[Extracted data]:
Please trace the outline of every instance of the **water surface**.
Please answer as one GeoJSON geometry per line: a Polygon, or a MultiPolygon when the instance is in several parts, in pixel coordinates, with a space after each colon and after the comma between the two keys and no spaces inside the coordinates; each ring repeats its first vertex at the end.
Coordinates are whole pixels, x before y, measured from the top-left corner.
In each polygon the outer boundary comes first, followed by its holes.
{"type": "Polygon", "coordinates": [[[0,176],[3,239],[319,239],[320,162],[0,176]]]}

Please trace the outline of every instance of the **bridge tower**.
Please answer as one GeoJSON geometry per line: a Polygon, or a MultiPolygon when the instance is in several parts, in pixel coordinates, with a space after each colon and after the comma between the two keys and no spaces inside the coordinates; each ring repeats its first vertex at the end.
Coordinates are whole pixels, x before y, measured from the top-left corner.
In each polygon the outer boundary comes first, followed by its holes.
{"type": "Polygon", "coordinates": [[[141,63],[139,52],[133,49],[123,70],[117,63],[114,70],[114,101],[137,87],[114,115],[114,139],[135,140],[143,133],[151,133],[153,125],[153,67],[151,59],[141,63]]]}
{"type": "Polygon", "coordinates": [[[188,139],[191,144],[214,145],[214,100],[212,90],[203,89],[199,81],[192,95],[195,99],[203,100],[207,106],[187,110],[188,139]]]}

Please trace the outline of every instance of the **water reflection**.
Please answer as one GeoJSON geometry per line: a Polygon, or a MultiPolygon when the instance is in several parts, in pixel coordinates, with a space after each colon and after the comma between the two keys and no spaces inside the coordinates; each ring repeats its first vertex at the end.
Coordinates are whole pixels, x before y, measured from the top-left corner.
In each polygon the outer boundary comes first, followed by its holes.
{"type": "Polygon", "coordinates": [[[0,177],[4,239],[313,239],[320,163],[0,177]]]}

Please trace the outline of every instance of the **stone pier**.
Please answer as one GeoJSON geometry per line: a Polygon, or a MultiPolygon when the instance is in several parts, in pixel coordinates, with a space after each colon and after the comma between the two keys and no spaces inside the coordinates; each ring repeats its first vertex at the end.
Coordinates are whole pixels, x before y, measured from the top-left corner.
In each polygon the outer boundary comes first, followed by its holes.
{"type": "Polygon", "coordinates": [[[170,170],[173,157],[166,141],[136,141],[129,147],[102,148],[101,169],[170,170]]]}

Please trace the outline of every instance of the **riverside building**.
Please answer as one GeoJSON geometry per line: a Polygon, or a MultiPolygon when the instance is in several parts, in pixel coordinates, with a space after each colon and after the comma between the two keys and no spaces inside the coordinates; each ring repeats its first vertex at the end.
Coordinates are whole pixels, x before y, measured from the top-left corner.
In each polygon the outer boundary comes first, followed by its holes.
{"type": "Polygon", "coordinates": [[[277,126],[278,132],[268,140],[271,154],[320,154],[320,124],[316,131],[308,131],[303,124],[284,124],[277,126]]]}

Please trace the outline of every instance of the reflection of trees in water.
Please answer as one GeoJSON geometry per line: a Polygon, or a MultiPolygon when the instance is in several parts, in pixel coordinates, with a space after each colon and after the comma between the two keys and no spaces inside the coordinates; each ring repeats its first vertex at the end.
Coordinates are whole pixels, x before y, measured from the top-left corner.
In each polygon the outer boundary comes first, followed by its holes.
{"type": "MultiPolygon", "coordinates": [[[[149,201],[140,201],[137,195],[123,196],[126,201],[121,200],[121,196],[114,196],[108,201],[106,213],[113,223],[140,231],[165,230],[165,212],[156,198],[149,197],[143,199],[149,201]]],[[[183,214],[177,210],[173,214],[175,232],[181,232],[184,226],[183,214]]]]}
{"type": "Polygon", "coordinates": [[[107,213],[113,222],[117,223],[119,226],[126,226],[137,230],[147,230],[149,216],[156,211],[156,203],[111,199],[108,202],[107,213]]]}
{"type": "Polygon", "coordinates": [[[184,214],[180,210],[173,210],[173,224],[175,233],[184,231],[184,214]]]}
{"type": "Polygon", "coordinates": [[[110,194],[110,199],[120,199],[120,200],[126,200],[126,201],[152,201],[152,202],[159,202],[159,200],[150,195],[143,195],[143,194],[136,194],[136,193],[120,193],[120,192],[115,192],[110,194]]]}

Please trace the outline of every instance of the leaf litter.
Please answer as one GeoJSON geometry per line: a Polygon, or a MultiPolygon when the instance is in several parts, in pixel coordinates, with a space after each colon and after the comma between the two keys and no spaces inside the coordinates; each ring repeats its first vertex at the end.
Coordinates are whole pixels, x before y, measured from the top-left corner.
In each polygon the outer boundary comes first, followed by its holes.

[Problem statement]: Identify the lines of the entries containing the string "water". Copy each such line.

[Result of the task]:
Please trace the outline of every instance of the **water surface**.
Please trace the outline of every instance of the **water reflection**.
Please trace the outline of every instance of the reflection of trees in water.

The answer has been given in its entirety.